> GIVEN TEXT:
• • • •

Skeptics have pointed out that warming has “stopped” in recent years (by comparing recent temperatures to the 1998 maximum which was heavily influenced by a strong El Niño even), which they hope will introduce confusion to the public on this topic.  What is likely going on is quite different: a global annual energy imbalance exists (less outgoing energy than incoming energy).  If the surface temperature rise has seemingly stalled, the excess energy is going somewhere.  That somewhere is likely the oceans, and specifically the deep ocean (see the figures below).  Before we all cheer about this (since few people want surface temperatures to continue to rise quickly), consider the implications.  If you add heat to a material, it expands.  The ocean is no different; sea-levels are rising in part because of heat added to it in the past.  The heat that has entered in recent years won’t manifest as sea-level rise for some time, but it will happen.  Moreover, when the heated ocean comes back up to the surface, that heat will then be released to the atmosphere, which will raise surface temperatures as well as introduce additional water vapor.  Thus, the short-term warming rate might have slowed down, but we have locked in future warming (higher future warming rate) as well as future climate effects.

 photo Total-Heat-Content.gif

Figure 5. Total global heat content anomaly from 1950-2004. An overwhelming majority of energy went to the global oceans.

 photo Ocean_heat_content_balmaseda_et_al_zps23184297.jpg

Figure 6. New research that shows anomalous ocean heat energy location since the late 1950s.  The purple lines in the graph show how the heat content of the whole ocean has changed over the past five decades. The blue lines represent only the top 700 m and the grey lines are just the top 300 m.  Source: Balmaseda et al., (2013)

• • • •

> STORED RECORDS:
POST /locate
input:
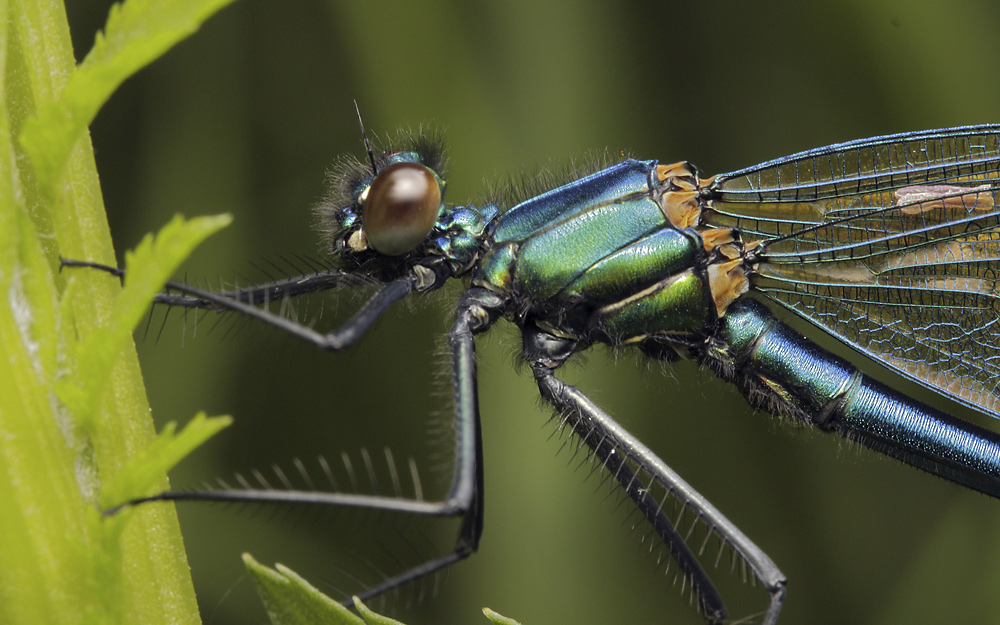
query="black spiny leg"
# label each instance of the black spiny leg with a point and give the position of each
(615, 447)
(476, 312)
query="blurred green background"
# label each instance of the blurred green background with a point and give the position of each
(245, 116)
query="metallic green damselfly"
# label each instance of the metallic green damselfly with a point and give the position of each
(890, 244)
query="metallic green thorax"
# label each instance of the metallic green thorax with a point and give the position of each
(598, 260)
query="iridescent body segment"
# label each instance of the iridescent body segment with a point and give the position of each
(890, 244)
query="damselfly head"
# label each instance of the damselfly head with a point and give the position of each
(386, 215)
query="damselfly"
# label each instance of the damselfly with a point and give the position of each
(890, 244)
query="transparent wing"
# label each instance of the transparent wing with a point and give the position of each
(892, 244)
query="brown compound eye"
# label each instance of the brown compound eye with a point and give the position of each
(401, 208)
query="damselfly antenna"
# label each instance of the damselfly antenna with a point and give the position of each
(364, 136)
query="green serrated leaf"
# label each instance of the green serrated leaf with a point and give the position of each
(498, 618)
(145, 470)
(137, 32)
(291, 600)
(147, 268)
(370, 617)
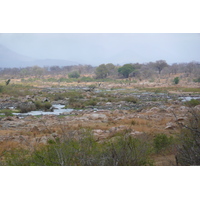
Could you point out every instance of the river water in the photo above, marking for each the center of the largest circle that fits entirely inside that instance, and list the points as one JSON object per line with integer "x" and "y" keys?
{"x": 59, "y": 109}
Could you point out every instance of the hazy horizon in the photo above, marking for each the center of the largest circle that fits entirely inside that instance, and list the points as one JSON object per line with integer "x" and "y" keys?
{"x": 98, "y": 48}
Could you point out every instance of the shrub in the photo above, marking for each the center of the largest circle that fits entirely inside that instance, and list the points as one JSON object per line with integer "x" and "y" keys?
{"x": 176, "y": 80}
{"x": 161, "y": 142}
{"x": 188, "y": 148}
{"x": 84, "y": 151}
{"x": 74, "y": 74}
{"x": 197, "y": 80}
{"x": 26, "y": 107}
{"x": 43, "y": 105}
{"x": 130, "y": 99}
{"x": 192, "y": 103}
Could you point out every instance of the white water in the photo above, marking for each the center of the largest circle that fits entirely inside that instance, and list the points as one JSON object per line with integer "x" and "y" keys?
{"x": 188, "y": 98}
{"x": 59, "y": 109}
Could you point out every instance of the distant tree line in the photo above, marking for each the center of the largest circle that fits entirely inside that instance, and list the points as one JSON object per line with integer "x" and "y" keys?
{"x": 140, "y": 71}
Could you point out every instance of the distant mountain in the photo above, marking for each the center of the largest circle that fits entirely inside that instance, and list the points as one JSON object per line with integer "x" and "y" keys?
{"x": 9, "y": 58}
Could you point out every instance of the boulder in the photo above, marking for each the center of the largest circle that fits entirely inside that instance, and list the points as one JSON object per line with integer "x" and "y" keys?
{"x": 170, "y": 126}
{"x": 95, "y": 116}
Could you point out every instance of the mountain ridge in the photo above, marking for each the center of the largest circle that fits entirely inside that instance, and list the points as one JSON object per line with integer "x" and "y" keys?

• • • •

> EXERCISE TASK 1: Render this sentence from the passage on ocean heat in Spanish: "The ocean is no different; sea-levels are rising in part because of heat added to it in the past."
> EXERCISE TASK 2: Carry the passage on ocean heat forward from its last sentence.
The entries are separate from the passage on ocean heat and stand on their own.

> TASK RESULT 1: El océano no es diferente; el nivel del mar está subiendo en parte debido al calor que se le añadió en el pasado.

> TASK RESULT 2:
Balmaseda et al.’s work demonstrates the transport of anomalous energy through the depth of the global oceans.  Note that the grey lines’ lack of significant change from 2004-2008 (upper 300m).  Observations of surface temperature include the very top part of this 300m layer.  Since the layer hasn’t changed much, neither have surface temperature readings.  Note the rapid increase in heat content within the top 700m.  Given the lack of increase in the top 300m, the 300-700m layer heat content must have increased.  By the same logic, the rapid growth in heat content throughout the depth of the ocean, which did not stall post-2004, provides evidence for anomalous heat location.  You can also see the impact of major volcanic eruptions on ocean heat content: less incoming solar radiation means less absorbed heat.

A significant question for climate scientists is this: are climate models capable of picking up this heat anomaly signal and do they show a similar trend?  If they aren’t, then their projections of surface temperature change is likely to be incorrect since the heat is warming the abyssal ocean and not the land and atmosphere in the 2000s and 2010s.  If they aren’t, climate policy is also impacted.  Instead of warmer surface temperatures (and effects on drought, agriculture, and health to name just a few), anomalous ocean heat content will impact coastal communities more than previously thought.  Consider the implications of that in addition to the AR4′s lack of consideration of land-based ice melt: sea level projections could be too conservative.

That said, it is also a fair question to ask whether today’s climate policies are sufficient for today’s climate.  In many cases, I would say  they aren’t sufficient.  Paying for recovery from seemingly localized severe weather and climate events is and always will be more expensive than paying to increase resilience from those events.  As drought continues to impact US agriculture, as Arctic ice continues to melt to new record lows, as storms come ashore and impacts communities that are not prepared for today’s high-risk events (due mostly to poor zoning and destruction of natural protections), economic costs will accumulate in this and in future decades.  It is up to us how many costs we subject ourselves to.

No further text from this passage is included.